- **Data excerpts**:

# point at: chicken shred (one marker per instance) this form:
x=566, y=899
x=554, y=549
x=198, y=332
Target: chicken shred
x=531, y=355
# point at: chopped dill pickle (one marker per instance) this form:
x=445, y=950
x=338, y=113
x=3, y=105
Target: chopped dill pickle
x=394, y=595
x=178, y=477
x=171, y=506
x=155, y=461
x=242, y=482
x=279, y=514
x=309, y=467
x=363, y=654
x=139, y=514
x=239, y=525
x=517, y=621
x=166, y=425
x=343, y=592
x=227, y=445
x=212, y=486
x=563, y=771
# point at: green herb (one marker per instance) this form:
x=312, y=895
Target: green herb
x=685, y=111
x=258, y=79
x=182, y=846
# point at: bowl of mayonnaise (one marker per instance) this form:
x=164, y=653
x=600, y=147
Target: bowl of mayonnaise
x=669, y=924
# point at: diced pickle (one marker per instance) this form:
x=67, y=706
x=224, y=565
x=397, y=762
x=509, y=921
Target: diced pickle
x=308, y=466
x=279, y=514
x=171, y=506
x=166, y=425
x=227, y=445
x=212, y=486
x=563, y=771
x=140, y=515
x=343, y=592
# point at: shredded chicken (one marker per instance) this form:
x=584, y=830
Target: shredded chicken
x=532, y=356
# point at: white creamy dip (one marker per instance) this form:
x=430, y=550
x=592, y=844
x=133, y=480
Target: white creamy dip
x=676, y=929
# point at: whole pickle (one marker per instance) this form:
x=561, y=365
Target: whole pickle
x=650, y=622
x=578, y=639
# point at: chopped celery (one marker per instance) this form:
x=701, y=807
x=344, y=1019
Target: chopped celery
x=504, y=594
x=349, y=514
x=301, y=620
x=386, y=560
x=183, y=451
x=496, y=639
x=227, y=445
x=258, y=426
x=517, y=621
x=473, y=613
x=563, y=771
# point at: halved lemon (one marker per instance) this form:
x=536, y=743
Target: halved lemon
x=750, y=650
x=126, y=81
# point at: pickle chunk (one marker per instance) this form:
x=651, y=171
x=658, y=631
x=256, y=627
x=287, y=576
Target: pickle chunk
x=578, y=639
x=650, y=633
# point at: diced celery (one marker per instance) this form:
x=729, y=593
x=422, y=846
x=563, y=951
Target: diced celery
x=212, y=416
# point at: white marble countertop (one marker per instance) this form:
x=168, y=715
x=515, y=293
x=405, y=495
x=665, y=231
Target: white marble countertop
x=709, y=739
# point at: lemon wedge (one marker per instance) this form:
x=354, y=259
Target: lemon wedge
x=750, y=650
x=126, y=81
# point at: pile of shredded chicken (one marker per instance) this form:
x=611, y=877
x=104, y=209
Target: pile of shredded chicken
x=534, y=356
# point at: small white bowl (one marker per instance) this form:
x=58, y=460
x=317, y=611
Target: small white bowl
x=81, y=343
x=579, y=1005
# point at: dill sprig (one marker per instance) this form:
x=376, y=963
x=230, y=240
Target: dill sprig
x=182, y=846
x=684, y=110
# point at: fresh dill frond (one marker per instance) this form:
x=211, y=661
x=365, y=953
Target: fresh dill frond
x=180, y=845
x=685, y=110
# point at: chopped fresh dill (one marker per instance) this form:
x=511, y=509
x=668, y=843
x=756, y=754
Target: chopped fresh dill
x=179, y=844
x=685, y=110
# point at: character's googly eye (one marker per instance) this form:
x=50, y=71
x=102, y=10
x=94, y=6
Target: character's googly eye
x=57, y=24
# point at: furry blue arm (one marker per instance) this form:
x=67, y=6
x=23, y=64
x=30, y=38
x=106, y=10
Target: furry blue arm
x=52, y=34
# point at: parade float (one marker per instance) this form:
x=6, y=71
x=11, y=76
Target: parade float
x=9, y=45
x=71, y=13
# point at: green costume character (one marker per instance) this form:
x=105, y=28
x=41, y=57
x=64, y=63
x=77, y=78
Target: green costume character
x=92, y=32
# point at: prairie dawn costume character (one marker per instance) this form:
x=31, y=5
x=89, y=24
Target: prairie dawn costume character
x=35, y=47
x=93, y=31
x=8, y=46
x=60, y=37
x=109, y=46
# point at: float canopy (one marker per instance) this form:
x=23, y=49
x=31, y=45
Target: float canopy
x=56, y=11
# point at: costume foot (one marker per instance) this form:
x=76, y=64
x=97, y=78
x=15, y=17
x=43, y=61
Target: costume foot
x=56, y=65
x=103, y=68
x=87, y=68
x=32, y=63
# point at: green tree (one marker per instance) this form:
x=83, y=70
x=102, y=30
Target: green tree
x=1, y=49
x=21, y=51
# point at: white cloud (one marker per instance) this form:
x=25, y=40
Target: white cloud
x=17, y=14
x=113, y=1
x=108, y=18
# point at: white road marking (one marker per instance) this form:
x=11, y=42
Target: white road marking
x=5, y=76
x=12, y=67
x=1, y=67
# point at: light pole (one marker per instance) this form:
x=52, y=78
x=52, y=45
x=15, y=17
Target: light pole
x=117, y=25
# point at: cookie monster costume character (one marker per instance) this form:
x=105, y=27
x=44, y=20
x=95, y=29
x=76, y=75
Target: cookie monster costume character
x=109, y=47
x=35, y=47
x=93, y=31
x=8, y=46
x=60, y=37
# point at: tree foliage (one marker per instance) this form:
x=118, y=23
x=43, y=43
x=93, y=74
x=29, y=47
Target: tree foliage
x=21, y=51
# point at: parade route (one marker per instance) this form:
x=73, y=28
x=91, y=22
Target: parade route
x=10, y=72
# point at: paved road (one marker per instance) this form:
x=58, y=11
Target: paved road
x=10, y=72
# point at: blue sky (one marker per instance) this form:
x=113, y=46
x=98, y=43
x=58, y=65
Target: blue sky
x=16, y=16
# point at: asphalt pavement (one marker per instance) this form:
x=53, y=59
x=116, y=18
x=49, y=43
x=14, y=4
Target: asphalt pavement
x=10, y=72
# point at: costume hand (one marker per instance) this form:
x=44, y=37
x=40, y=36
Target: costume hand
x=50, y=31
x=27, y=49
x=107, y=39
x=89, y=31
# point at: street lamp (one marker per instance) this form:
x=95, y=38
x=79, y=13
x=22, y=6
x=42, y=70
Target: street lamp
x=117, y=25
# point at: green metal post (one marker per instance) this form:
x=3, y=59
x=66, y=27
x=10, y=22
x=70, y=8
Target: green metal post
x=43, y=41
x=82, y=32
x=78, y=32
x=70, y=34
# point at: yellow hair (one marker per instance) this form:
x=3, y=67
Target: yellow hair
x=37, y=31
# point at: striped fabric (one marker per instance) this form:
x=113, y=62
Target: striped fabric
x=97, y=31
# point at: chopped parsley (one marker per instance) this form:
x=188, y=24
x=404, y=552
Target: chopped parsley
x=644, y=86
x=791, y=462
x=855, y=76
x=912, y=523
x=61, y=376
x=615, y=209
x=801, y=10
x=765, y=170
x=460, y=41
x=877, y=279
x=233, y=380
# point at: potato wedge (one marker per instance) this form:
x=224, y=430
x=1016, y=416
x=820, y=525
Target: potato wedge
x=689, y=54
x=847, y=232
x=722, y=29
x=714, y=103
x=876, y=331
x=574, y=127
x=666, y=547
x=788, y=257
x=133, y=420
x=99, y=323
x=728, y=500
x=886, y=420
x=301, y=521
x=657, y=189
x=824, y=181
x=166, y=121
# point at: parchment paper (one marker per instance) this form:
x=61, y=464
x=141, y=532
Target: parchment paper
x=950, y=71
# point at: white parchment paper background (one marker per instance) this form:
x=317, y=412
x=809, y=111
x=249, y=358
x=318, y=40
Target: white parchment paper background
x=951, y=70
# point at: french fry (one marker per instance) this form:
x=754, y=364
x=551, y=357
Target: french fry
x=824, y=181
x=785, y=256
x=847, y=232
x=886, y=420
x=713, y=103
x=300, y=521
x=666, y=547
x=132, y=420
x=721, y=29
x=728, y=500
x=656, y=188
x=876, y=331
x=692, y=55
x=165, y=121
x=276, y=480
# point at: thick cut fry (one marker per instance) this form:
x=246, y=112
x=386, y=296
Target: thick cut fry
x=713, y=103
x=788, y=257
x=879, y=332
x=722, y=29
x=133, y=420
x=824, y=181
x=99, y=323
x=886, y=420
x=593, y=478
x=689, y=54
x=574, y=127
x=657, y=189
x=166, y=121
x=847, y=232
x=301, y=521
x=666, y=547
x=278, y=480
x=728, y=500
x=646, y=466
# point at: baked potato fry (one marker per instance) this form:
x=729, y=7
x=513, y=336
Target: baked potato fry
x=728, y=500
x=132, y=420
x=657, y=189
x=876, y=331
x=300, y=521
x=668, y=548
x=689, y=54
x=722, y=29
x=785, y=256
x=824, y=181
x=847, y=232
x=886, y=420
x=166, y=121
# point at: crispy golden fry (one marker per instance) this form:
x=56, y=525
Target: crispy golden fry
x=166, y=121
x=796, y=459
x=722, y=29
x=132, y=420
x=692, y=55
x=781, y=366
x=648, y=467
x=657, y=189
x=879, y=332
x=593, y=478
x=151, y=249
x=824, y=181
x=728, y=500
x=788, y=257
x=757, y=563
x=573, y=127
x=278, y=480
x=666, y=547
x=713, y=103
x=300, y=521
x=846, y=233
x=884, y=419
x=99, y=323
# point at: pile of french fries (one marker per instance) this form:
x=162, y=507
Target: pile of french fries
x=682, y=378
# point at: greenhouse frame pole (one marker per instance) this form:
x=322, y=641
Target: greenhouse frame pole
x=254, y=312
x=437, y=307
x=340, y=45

- **To do**: Above are the entries. Quote exactly the lines from the one bearing "# point at: tree" through the one bearing "x=141, y=532".

- **Result of the exercise**:
# point at: tree foliage (one marker per instance) this form:
x=118, y=23
x=43, y=43
x=93, y=74
x=29, y=47
Target: tree foliage
x=21, y=51
# point at: parade route (one marker per instance) this form:
x=73, y=28
x=91, y=22
Target: parade route
x=10, y=72
# point at: paved road (one marker per instance) this form:
x=58, y=11
Target: paved road
x=10, y=72
# point at: blue sky (one marker per instance) this form:
x=113, y=46
x=98, y=43
x=58, y=65
Target: blue sky
x=16, y=16
# point at: asphalt pavement (one marker per instance) this form:
x=53, y=59
x=116, y=18
x=49, y=43
x=14, y=4
Target: asphalt pavement
x=10, y=72
# point at: costume hand (one marker per instance) this form:
x=44, y=37
x=40, y=36
Target: costume hand
x=50, y=31
x=27, y=49
x=107, y=39
x=89, y=31
# point at: street lamp (one marker per instance) this form:
x=95, y=38
x=79, y=13
x=22, y=6
x=42, y=70
Target: street lamp
x=117, y=25
# point at: green metal post (one marker per instance) this form:
x=3, y=59
x=66, y=27
x=10, y=22
x=70, y=8
Target: green metal post
x=43, y=41
x=82, y=32
x=78, y=32
x=70, y=34
# point at: yellow hair (one marker per instance) this form:
x=3, y=67
Target: yellow hair
x=37, y=31
# point at: striped fabric (one marker per instance) this form:
x=113, y=62
Target: striped fabric
x=97, y=31
# point at: chopped parsley (one marker per instance) this form:
x=188, y=24
x=404, y=552
Target: chopped parsley
x=644, y=86
x=791, y=462
x=855, y=76
x=912, y=523
x=61, y=376
x=615, y=209
x=801, y=10
x=765, y=170
x=460, y=41
x=877, y=279
x=233, y=380
# point at: potato wedge (one marker per instance) this form:
x=224, y=430
x=1016, y=416
x=820, y=525
Target: potato wedge
x=689, y=54
x=847, y=232
x=722, y=29
x=714, y=103
x=876, y=331
x=574, y=127
x=666, y=547
x=788, y=257
x=133, y=420
x=99, y=323
x=728, y=500
x=886, y=420
x=301, y=521
x=657, y=189
x=824, y=181
x=166, y=121
# point at: parchment paper (one marker per instance) this form:
x=61, y=464
x=141, y=532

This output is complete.